— Work order —
Each line below should be repeated exactly as written, with no pictures carried over.

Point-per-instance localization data
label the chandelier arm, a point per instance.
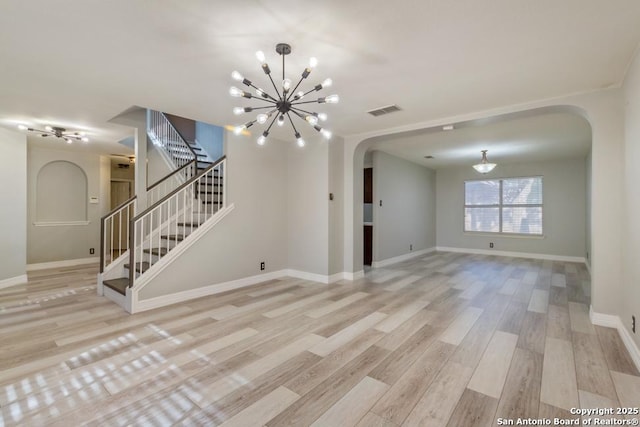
(261, 108)
(291, 121)
(274, 86)
(272, 122)
(306, 102)
(265, 100)
(304, 111)
(258, 89)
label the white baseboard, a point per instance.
(353, 276)
(161, 301)
(400, 258)
(12, 281)
(321, 278)
(588, 265)
(512, 254)
(612, 321)
(196, 235)
(65, 263)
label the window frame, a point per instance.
(500, 206)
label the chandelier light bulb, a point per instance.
(332, 99)
(286, 101)
(237, 76)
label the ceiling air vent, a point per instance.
(384, 110)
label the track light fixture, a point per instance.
(58, 132)
(286, 102)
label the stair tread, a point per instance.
(156, 251)
(119, 285)
(178, 237)
(141, 267)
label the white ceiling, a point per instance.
(79, 63)
(539, 136)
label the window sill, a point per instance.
(59, 223)
(507, 235)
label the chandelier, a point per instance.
(58, 132)
(286, 103)
(484, 166)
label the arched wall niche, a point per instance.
(61, 194)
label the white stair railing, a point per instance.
(114, 233)
(169, 222)
(179, 152)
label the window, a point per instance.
(509, 205)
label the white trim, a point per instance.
(336, 277)
(512, 254)
(59, 223)
(612, 321)
(12, 281)
(400, 258)
(313, 277)
(164, 300)
(65, 263)
(116, 297)
(174, 253)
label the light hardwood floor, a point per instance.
(445, 339)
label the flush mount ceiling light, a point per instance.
(58, 132)
(286, 102)
(484, 166)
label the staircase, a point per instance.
(181, 206)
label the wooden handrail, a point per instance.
(189, 182)
(171, 174)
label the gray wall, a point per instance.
(336, 206)
(564, 212)
(211, 139)
(587, 250)
(48, 243)
(408, 212)
(308, 207)
(631, 246)
(255, 231)
(13, 214)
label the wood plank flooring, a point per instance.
(444, 339)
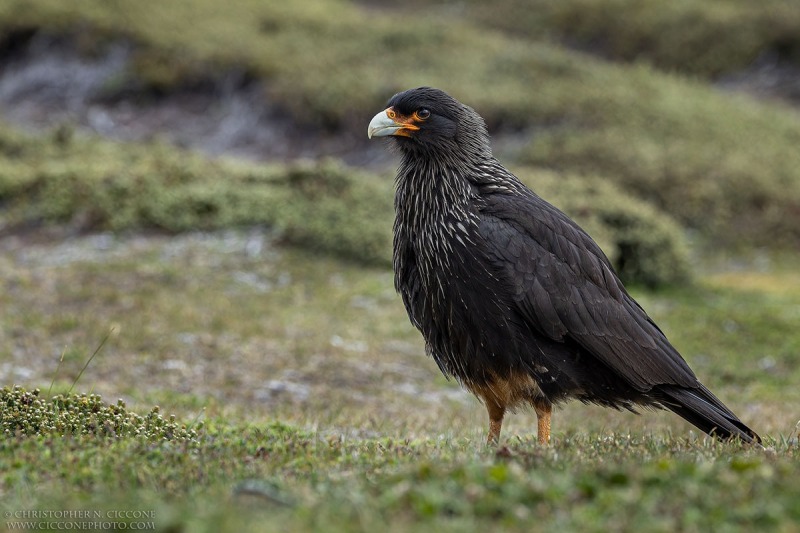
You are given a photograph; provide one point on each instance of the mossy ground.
(255, 303)
(314, 407)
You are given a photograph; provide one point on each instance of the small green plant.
(26, 413)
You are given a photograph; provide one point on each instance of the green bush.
(723, 165)
(93, 185)
(699, 38)
(26, 413)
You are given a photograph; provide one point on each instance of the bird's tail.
(700, 407)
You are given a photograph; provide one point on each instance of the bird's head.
(427, 121)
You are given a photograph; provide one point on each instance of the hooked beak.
(389, 122)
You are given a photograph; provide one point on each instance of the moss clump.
(26, 413)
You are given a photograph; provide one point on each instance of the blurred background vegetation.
(190, 181)
(650, 122)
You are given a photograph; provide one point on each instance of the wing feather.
(565, 287)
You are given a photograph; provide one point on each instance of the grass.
(313, 407)
(722, 164)
(295, 394)
(89, 184)
(705, 40)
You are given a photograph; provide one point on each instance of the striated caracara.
(513, 298)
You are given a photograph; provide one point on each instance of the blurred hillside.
(666, 115)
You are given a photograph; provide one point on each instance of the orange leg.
(496, 413)
(543, 409)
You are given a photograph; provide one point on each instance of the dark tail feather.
(701, 408)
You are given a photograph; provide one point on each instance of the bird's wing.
(565, 287)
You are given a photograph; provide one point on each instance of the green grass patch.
(277, 477)
(88, 184)
(704, 39)
(721, 164)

— Response —
label the chandelier arm, a point per instance.
(261, 108)
(291, 121)
(274, 86)
(272, 122)
(306, 102)
(265, 100)
(304, 111)
(258, 89)
label the white baseboard, a point per instance.
(353, 276)
(161, 301)
(400, 258)
(12, 281)
(321, 278)
(588, 265)
(512, 254)
(612, 321)
(196, 235)
(65, 263)
label the window frame, a point per instance.
(500, 206)
label the chandelier light bulb, a point per instance.
(332, 99)
(286, 101)
(237, 76)
label the ceiling air vent, a point per instance.
(384, 110)
label the track light fixture, a point per instance.
(58, 132)
(286, 102)
label the stair tread, a point per instance.
(156, 251)
(119, 285)
(178, 237)
(141, 267)
label the white ceiling, a point per instance.
(79, 63)
(539, 136)
label the window sill, a point per instance.
(59, 223)
(507, 235)
label the chandelier, a point per instance.
(58, 132)
(286, 103)
(484, 166)
label the arched wall niche, a point per instance.
(61, 194)
label the white stair railing, a point per instance.
(114, 233)
(169, 222)
(179, 152)
label the window, a point per instance.
(509, 205)
label the white trim, a point per instance.
(336, 277)
(512, 254)
(59, 223)
(612, 321)
(12, 281)
(400, 258)
(313, 277)
(164, 300)
(65, 263)
(116, 297)
(174, 253)
label the light hardwood floor, a point per instance.
(445, 339)
label the flush mount ceiling light, a point per instance.
(58, 132)
(286, 102)
(484, 166)
label the staircase, a point per instance.
(181, 206)
label the wooden handrail, a point per instance.
(189, 182)
(171, 174)
label the gray wall, a point per instance.
(336, 206)
(564, 212)
(211, 139)
(587, 250)
(48, 243)
(408, 212)
(308, 207)
(631, 246)
(255, 231)
(13, 214)
label the wood plank flooring, a point per instance.
(444, 339)
You are given a photograph; provide one point on each instance of the mossy ground.
(255, 303)
(314, 407)
You are given a photograph; provide one point on each instance of the small green plant.
(26, 413)
You are given a photograph; provide one point on each instance of the green bush.
(723, 165)
(93, 185)
(699, 38)
(26, 413)
You are given a photograph; provide one point on each instance of the bird's tail.
(700, 407)
You are given a photograph; provide one point on each instance of the bird's head.
(427, 121)
You are given a photograph; provide one point on each instance of the hooked beak.
(389, 122)
You are given a photograph; provide one point on each instance of the moss clump.
(26, 413)
You are given a photograph; provide one point on each instance of the blurred background vegetation.
(190, 181)
(650, 122)
You are given a photograph; provide one point on each instance of the wing feather.
(565, 287)
You are given a photograph; provide one point on each instance of the grass.
(313, 407)
(722, 164)
(295, 394)
(89, 184)
(705, 40)
You are given a photograph; provide one point on each instance of the striated caracara.
(513, 298)
You are given a photograph; provide one point on each instance of the blurred hillside.
(666, 115)
You are given a photograph; provide one point on each instance of the orange leg.
(496, 413)
(543, 409)
You are given a photograph; provide one point on each instance of the dark tail feather.
(701, 408)
You are given a photograph; provide one point on each instance of the bird's wing.
(565, 287)
You are given a photograph; provide one point on each instance of the green grass patch.
(277, 477)
(88, 184)
(704, 39)
(721, 164)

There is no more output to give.